START Record list

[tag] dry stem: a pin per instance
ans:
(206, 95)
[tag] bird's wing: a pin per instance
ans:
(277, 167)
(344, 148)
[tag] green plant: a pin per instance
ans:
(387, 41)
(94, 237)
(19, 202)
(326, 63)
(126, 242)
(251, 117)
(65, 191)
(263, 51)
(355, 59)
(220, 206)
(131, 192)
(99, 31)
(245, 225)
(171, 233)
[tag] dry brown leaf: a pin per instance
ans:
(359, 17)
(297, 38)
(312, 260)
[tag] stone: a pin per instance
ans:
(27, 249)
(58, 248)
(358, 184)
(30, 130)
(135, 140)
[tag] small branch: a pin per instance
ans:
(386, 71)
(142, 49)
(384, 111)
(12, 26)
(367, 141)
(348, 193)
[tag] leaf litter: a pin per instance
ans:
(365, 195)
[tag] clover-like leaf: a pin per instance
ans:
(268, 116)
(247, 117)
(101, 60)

END Record list

** What you need to do **
Extract every line above and reproduce each one verbatim, with no changes.

** Task solution **
[tag] dry stem: a pin per instance
ans:
(206, 95)
[tag] bird's wing: a pin per instance
ans:
(277, 167)
(344, 148)
[tag] green plant: a pin per instance
ans:
(387, 41)
(94, 237)
(19, 202)
(326, 63)
(126, 242)
(251, 117)
(65, 191)
(263, 51)
(355, 59)
(220, 206)
(131, 192)
(99, 31)
(245, 225)
(171, 233)
[tag] dry brown leaf: a pin per instance
ans:
(359, 17)
(297, 38)
(312, 260)
[tag] stone: a pin per instance
ans:
(27, 249)
(58, 248)
(358, 184)
(30, 130)
(135, 140)
[tag] small branch: a pin per instance
ans:
(386, 71)
(142, 49)
(384, 111)
(12, 26)
(367, 141)
(348, 193)
[tag] leaf litter: a pin per instance
ans:
(365, 195)
[tag] clover-like leaf: a pin per instance
ans:
(268, 116)
(247, 117)
(101, 60)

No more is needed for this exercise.